§ **What is asked**
Copy the lines of the listing below word for word, from the line containing "Each instance of the foliage" through the line containing "[(38, 529), (249, 567)]", both lines included.

◇ ◇ ◇

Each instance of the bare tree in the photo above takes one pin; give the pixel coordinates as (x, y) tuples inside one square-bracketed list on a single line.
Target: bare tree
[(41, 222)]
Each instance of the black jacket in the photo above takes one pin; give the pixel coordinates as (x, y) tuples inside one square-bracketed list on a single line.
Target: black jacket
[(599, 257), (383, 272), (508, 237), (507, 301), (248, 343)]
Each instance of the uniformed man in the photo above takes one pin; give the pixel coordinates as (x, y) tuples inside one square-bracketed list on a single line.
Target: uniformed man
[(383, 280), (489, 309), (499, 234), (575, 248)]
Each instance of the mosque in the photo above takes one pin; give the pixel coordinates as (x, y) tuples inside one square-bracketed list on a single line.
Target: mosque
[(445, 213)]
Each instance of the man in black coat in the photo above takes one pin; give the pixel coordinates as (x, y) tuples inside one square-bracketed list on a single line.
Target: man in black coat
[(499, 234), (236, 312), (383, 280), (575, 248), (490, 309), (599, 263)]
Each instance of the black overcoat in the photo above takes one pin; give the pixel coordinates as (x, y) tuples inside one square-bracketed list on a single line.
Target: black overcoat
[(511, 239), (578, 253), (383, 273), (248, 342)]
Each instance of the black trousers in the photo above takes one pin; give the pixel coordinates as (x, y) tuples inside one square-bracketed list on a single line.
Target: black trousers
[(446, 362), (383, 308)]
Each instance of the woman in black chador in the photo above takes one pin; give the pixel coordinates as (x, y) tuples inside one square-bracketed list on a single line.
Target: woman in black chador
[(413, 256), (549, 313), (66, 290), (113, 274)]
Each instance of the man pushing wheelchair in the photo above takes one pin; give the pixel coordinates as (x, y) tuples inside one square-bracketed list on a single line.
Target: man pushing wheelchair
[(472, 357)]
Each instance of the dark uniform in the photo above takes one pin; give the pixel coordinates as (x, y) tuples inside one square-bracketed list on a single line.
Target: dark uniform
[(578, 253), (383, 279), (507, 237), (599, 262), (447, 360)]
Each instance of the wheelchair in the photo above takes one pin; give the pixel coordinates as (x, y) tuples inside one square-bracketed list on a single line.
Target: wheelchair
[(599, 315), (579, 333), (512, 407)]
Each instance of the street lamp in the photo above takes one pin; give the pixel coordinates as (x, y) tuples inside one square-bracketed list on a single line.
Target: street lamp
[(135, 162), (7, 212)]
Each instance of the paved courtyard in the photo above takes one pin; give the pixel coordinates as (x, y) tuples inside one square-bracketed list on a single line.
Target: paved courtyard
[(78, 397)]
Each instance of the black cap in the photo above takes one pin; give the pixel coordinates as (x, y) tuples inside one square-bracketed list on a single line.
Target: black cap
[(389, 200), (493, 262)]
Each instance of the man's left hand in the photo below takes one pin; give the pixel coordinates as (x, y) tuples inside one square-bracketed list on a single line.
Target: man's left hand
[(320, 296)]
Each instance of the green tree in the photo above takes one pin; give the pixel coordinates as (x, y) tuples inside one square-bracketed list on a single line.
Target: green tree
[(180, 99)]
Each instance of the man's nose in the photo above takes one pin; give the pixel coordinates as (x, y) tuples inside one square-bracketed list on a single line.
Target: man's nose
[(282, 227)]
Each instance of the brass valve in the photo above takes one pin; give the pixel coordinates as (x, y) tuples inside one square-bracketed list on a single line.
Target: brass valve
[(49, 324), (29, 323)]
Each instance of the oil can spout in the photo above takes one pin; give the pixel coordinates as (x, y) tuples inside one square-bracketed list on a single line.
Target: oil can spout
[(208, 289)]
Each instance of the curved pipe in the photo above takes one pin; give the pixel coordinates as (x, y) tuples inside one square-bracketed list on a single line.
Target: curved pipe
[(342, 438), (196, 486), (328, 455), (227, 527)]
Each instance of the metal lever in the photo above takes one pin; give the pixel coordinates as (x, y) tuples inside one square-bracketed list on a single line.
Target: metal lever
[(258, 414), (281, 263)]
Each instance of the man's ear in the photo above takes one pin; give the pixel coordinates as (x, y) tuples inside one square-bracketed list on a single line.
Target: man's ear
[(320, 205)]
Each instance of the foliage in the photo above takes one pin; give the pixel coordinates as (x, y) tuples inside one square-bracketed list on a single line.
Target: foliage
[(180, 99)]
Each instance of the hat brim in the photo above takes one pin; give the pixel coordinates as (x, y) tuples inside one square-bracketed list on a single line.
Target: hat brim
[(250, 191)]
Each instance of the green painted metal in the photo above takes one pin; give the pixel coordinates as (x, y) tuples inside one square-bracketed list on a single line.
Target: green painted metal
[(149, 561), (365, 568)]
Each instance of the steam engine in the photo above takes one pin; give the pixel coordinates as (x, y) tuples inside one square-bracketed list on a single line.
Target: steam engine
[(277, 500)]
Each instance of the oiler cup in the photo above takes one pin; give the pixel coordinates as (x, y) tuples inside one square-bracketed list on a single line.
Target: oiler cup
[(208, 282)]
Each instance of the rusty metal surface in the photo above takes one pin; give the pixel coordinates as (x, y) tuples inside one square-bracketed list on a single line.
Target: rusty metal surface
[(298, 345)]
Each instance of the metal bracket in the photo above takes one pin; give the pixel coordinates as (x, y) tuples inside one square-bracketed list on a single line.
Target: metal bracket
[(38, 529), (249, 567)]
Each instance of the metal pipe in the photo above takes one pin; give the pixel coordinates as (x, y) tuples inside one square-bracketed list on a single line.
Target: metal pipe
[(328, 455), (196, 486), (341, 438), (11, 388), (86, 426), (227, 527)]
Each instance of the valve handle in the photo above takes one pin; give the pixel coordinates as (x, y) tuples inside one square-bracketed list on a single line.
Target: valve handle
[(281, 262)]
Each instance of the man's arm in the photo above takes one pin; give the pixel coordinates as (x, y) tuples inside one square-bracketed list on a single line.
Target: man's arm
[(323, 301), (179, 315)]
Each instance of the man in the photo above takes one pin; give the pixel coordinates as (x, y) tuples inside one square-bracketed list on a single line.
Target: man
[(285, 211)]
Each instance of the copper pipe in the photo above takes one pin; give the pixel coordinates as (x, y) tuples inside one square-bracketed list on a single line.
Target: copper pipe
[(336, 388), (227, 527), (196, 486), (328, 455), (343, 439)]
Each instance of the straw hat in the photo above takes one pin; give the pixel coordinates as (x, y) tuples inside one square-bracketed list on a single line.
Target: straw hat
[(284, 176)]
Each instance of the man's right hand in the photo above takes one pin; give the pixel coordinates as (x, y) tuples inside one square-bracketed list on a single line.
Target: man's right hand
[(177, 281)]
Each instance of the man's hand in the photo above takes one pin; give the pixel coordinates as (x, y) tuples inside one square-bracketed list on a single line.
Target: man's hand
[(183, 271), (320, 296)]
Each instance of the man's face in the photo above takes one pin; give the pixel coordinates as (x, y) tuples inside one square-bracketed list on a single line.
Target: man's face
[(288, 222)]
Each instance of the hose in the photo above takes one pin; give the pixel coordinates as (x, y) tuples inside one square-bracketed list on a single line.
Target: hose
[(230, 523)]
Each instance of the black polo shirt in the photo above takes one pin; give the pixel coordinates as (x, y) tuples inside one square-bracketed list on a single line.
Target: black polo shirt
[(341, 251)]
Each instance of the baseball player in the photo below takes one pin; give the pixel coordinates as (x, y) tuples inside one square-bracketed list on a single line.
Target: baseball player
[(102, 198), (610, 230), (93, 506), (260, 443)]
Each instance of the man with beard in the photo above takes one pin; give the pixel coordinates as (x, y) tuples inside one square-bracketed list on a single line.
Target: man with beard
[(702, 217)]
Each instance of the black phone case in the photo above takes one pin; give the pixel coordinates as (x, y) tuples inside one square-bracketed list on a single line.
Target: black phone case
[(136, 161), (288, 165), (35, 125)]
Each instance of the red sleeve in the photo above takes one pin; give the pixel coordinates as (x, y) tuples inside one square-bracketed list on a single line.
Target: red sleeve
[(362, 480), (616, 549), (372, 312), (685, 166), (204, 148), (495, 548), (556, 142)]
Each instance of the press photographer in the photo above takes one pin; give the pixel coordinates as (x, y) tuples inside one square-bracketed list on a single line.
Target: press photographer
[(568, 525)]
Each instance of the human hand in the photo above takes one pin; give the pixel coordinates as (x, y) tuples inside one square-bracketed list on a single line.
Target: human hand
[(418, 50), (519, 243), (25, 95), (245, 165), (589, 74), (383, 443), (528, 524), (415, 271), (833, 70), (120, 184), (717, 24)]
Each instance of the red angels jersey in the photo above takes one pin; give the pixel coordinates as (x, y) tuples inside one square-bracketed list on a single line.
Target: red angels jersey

◇ ◇ ◇

§ **Solution to this task**
Each instance of the foliage in the photo above takes one pin; give the pixel coordinates as (x, y) tuples inside one square-bracketed list on a single line.
Target: foliage
[(180, 99)]
Each instance of the hat brim in the photo above takes one pin; give the pixel coordinates as (x, y) tuples inside one square-bracketed list on a single line.
Target: hat brim
[(250, 191)]
Each instance of the green painted metal in the photo above takes one pin; give the pixel coordinates as (x, y) tuples inside one square-bracketed list on a single line.
Target: green painted metal
[(149, 561), (365, 568)]
Each instance of the steam engine in the photo above takes one pin; give the pixel coordinates as (x, y) tuples inside one square-bracketed list on a single line.
Target: steam engine
[(277, 500)]
Each instance of the oiler cup in the photo above takes one pin; give the pixel coordinates as (x, y) tuples inside one square-bracketed list on a single line.
Target: oiler cup
[(208, 282)]
Each instance of the rusty metal surface in the photo above takes one pin; give the pixel coordinates as (x, y) tuples inside one square-bracketed list on a single line.
Target: rusty metal surface
[(298, 345)]
Each instance of the metal bracket in the photo above takes one pin; give the pixel coordinates as (x, y) tuples inside one square-bracketed list on a single line.
Target: metal bracket
[(38, 529), (249, 567)]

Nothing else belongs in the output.